ARTIKEL:
****

Mengenal Exchange Traded Fund (ETF), Termasuk Potensi Keuntungan dan Risikonya
Dalam berinvestasi
di saham, ada sejumlah peraturan tidak tertulis yang harus dipatuhi jika kita
ingin meraih profit konsisten. Dan salah satu peraturan tidak tertulis tersebut
adalah terkait diversifikasi portofolio, dimana di blog ini penulis juga
sudah sering kasih tips-tips tentang cara melakukan diversifikasi yang baik dan
benar. However, berdasarkan pengamatan penulis selama ini, peraturan
diversifikasi inilah yang sering dilanggar oleh investor, baik pemula maupun
berpengalaman. Contohnya, sering terjadi seorang investor menempatkan lebih
dari separuh porto-nya hanya pada saham A, karena ia sangat yakin bahwa
‘pilihannya tidak mungkin salah’, dan/atau karena ia berharap bahwa jika benar
saham A itu naik banyak, maka dampak profitnya terhadap kinerja portonya secara
keseluruhan akan sangat signifikan.
***
Jadwal Seminar Value Investing: Untuk saat ini belum ada jadwal lagi, namun anda bisa memperoleh rekaman seminarnya disini. Tersedia rekaman terbaru lengkap dengan slide materinya, dan excel 'kalkulator saham', plus bonus Ebook 'How to be a Full Time Investor'.

****

DATA TERSEDIA:
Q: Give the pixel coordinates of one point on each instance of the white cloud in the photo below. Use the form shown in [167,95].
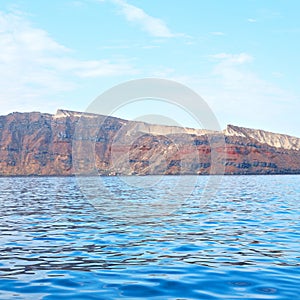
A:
[226,58]
[153,26]
[219,33]
[33,65]
[240,96]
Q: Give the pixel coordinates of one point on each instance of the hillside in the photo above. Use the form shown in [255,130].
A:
[72,142]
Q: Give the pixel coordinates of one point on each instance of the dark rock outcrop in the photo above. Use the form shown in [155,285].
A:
[70,142]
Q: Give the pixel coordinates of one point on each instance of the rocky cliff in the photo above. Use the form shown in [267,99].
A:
[71,142]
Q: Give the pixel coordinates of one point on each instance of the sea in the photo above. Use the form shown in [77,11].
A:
[149,237]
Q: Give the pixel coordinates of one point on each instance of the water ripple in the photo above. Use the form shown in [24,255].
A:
[244,244]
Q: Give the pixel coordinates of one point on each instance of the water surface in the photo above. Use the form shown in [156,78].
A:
[242,244]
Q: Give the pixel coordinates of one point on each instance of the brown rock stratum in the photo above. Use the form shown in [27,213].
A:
[69,143]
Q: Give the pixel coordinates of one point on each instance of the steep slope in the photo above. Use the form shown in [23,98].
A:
[72,142]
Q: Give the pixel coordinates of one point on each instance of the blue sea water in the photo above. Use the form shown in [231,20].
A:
[244,243]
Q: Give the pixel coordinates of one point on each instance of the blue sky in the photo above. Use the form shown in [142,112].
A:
[242,57]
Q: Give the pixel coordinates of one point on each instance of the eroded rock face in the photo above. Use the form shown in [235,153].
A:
[70,142]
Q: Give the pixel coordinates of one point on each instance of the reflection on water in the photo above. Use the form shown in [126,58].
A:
[243,244]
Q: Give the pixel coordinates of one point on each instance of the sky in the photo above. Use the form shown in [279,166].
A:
[241,57]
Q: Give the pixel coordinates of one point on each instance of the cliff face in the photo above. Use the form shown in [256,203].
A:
[68,143]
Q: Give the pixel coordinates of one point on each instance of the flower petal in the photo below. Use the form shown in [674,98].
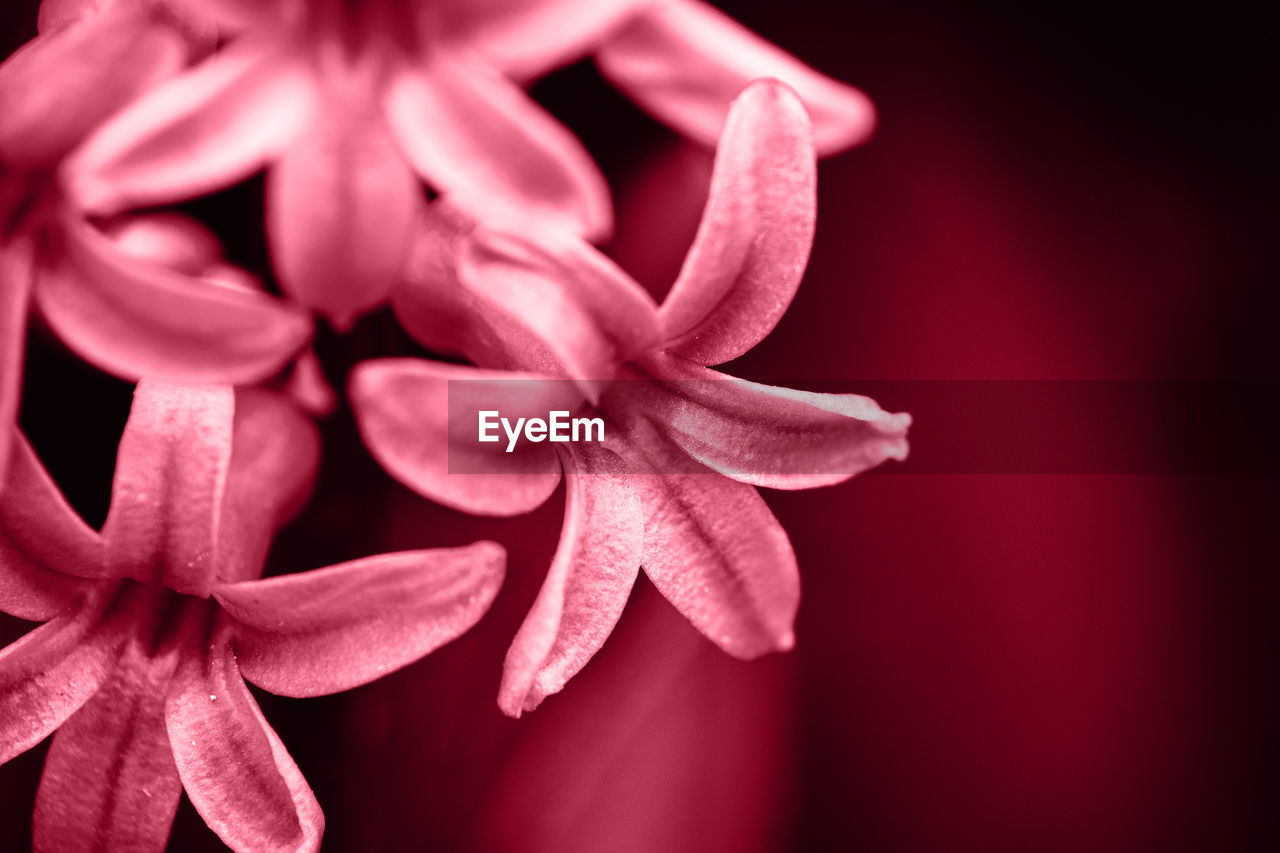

****

URAIAN TUGAS:
Jawablah pertanyaan berikut berdasarkan artikel tentang ETF.
(a) Peraturan tidak tertulis apa yang menurut artikel sering dilanggar oleh investor?
(b) Dalam contoh yang diberikan, berapa bagian portofolio yang ditempatkan investor pada saham A?
(c) Apa saja yang tersedia bersama rekaman seminar value investing?
Data ini merupakan bahan tersendiri yang terpisah dari artikel.

HASIL TUGAS:
(a) Peraturan tentang diversifikasi portofolio.
(b) Lebih dari separuh portofolionya.
(c) Slide materi, excel 'kalkulator saham', dan bonus Ebook 'How to be a Full Time Investor'.